## Yapılacak Görevler
a: Seçilen metinde “Türkiye’nin ilk yapacağı iş” sözleriyle başlayan paragrafı, temel bilgilerini koruyarak madde madde yeniden yazınız.
b: Türkiye’nin öncelikli hedefini konu alan seçilen metni, son cümlesinin ardından gelecek şekilde sürdürünüz.

## Seçilen Metin
_ _ _ _ _
Türkiye’nin Öncelikli Hedefi

94

Türkiye başına musallat edilen bölücü terör nedeniyle,öncelikli hedeflerine ulaşmakta çok zorlanıyor.

Gerçi  öncelikli hedeflerin ne olduğu da tartışmalıdır ama yinede Türkiye’yi yönetenlerce her dönem birbirinden farklı öncelikli hedefler açıklanmıştır.

Türk Milletinden olmayanların kontrolüne girmiş bir Türkiye; AB örneğinde olduğu gibi halkın kafası karıştırılmak suretiyle  asla öncelikli hedef olamayacak hususların öne çıkarıldığı bir ülke haline gelmiştir.

Yaşadığımız olaylardan anlaşılacağı üzere Türkiye’nin öncelikli hedefi; Türk halkının rahatını, huzurunu, mutluluğunu ve gelişimini engelleyen bölücü terör ve bölücü siyaset belasından kurtulmasıdır.

Türkiye’nin ilk yapacağı iş, halkının can ve mal emniyetini sağlayarak, güvenlik sorununu halletmesidir. Arkasından “Adalet Reformu” gelmeli ve suç işleyenin cezası asla yanına kar olarak kalmamalıdır.
_ _ _ _ _
## Gösterilen Kayıtlar
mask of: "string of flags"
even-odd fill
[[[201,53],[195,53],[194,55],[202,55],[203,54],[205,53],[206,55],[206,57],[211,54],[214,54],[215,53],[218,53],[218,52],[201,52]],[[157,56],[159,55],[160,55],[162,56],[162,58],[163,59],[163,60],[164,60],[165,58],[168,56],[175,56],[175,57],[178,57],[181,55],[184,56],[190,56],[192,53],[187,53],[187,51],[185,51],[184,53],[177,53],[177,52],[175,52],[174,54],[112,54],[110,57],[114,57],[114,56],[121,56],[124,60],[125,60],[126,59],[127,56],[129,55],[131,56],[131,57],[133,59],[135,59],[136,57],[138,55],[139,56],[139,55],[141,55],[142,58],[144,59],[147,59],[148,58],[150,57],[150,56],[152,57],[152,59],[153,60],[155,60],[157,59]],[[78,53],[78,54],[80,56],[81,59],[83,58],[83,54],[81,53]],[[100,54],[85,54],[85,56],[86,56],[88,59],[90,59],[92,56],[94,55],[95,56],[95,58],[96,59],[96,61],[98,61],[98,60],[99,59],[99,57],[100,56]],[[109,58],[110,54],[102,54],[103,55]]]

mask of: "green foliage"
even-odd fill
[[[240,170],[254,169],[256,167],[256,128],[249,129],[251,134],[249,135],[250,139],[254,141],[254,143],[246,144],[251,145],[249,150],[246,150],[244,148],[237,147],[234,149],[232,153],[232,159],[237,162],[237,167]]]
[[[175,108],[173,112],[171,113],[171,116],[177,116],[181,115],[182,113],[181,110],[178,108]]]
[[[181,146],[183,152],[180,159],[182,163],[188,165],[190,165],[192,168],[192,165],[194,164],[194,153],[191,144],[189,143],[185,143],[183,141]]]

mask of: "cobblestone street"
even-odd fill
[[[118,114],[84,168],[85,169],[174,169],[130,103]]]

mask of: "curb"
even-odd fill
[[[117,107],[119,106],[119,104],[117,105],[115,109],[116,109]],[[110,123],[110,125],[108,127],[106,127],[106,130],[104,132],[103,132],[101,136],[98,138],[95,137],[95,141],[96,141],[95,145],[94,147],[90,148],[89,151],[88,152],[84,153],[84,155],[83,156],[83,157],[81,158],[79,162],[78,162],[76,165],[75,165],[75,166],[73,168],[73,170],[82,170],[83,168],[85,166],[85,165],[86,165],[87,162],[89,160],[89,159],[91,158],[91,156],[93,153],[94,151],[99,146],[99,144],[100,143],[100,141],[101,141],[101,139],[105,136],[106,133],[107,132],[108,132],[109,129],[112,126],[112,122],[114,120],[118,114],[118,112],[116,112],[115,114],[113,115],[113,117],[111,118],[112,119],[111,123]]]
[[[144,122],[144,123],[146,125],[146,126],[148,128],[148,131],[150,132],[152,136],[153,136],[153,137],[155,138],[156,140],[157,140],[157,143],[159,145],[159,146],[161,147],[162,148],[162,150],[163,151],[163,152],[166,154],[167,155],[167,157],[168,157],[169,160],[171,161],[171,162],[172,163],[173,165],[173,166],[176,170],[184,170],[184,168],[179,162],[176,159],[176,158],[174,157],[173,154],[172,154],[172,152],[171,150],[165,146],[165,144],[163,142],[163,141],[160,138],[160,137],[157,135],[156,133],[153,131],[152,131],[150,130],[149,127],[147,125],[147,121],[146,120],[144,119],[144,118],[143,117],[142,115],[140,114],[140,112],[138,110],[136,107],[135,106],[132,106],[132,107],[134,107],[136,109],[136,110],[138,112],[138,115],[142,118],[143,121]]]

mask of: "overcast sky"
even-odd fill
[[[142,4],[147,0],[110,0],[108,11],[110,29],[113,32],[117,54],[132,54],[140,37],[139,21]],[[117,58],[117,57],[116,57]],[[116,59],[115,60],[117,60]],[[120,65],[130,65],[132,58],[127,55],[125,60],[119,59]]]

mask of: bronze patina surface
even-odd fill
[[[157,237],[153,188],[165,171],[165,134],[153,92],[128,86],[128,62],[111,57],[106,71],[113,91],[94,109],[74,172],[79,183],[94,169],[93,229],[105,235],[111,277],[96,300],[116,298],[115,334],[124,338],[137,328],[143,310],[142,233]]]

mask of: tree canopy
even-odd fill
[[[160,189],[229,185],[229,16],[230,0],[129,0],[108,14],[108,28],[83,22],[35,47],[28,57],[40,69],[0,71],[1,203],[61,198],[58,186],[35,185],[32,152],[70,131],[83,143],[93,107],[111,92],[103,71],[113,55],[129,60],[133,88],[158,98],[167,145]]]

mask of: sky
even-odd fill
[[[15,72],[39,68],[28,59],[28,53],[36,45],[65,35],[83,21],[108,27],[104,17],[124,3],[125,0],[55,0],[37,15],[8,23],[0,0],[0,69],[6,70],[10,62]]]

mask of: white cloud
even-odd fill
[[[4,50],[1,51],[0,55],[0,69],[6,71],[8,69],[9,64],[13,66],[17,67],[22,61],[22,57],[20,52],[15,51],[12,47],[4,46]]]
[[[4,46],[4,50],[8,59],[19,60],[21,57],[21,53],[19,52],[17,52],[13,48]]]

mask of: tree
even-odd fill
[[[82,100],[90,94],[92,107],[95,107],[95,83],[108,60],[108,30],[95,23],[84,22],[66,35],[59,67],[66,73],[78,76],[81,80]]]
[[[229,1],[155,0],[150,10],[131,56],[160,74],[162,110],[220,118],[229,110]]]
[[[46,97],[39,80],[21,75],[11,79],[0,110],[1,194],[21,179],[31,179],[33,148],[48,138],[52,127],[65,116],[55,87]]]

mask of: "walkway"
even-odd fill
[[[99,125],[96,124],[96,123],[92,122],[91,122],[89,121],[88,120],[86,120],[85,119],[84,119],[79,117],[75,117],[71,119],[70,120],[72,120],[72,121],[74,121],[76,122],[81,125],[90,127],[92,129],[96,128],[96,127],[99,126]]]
_ _ _ _ _
## Görevlerin Yanıtları
a:
- İlk iş, halkın can ve mal emniyetini sağlayarak güvenlik sorununu çözmektir.
- Bunun ardından “Adalet Reformu” gelmelidir.
- Suç işleyenin cezası hiçbir şekilde yanına kâr kalmamalıdır.

b:
Ancak Türk halkı için öncelikli hedef olan güvenlik ve adalet konuları, TÜSİAD gibi kuruluşlara kapağı atmış ve bu topraktan zenginleşmiş Sedat Aloğlu gibi kişilerin “bazı şeyleri duymaya alışmanız lazım” diyerek önerdiği; İmralı canisinin çözüm için görüşmelere katılması, Anayasa’ya “bu ülkeyi Türkler ve Kürtler kurdu” ifadesinin eklenmesi ve bölgesel özerklik istekleri ile gerçekleşemez.

Türk Milleti, geçmişte olduğu gibi “ver kurtul” noktasına, AKP,bürokrasi, medya ve işadamları ile getirilmek isteniyor. Bu saydıklarımız sanki babalarının malını veriyormuş gibi çok rahat bir şekilde isteklerini ifade ediyor. Yalnız göremedikleri önemli bir husus var. Bu da memleketimizde tarihten ders almış ve vatansever bir çoğunluğun yaşadığı gerçeğidir.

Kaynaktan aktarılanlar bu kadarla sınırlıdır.